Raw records

* * * *

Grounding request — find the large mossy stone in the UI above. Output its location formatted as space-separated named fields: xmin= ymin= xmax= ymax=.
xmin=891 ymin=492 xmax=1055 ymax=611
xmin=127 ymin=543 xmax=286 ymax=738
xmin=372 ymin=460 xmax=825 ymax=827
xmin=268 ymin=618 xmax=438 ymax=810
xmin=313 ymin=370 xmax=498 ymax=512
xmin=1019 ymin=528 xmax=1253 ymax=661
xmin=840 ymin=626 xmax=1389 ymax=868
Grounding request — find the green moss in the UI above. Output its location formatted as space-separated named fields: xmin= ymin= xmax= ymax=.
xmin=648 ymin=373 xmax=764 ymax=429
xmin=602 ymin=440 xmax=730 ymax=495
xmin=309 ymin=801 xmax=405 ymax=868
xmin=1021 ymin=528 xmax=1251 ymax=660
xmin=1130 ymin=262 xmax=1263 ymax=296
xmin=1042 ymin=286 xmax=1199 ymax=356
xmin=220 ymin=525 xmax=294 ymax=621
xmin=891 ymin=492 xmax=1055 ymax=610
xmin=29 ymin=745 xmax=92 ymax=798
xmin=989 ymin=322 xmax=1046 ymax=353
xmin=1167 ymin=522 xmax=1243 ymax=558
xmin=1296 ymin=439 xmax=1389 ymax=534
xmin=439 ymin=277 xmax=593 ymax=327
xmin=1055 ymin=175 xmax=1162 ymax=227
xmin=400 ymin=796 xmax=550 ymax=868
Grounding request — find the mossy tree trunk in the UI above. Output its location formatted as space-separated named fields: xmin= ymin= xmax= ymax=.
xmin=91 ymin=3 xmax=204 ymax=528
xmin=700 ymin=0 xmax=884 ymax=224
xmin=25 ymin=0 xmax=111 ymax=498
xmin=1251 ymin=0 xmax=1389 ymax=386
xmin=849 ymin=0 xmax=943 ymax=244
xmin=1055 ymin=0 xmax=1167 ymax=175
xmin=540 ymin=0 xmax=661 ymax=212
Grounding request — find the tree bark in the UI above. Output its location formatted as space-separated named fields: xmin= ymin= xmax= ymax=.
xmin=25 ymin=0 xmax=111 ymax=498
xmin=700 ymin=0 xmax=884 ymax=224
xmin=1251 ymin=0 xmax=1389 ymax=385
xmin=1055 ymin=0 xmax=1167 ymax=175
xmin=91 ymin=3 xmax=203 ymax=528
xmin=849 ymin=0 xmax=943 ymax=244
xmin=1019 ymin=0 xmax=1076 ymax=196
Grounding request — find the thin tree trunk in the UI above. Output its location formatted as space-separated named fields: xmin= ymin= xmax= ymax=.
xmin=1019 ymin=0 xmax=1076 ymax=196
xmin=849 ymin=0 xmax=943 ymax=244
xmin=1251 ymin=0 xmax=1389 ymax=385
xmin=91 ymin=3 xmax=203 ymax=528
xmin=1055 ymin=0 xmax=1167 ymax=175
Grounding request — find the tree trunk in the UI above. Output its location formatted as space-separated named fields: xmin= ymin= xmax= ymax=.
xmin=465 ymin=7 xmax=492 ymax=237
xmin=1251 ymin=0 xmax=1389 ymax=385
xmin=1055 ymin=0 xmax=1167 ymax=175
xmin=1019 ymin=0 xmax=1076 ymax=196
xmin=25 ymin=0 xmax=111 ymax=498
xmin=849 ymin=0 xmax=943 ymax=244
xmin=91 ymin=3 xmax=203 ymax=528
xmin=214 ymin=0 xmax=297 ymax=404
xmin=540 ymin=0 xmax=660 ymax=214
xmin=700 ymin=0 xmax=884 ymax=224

* * * *

— WHAT YOU SHOULD DO —
Rewrite the listing from its first line through the line containing "xmin=372 ymin=460 xmax=825 ymax=827", keeping the request text as is. Multiply every coordinate value by 0.5 and round each to a whole number, with halves going up.

— ANSWER IN FULL —
Grounding request — find the large mossy stone in the UI above. Output its location formatted as space-separated named fields: xmin= ymin= xmax= ymax=.
xmin=446 ymin=246 xmax=528 ymax=306
xmin=64 ymin=272 xmax=143 ymax=369
xmin=186 ymin=230 xmax=413 ymax=414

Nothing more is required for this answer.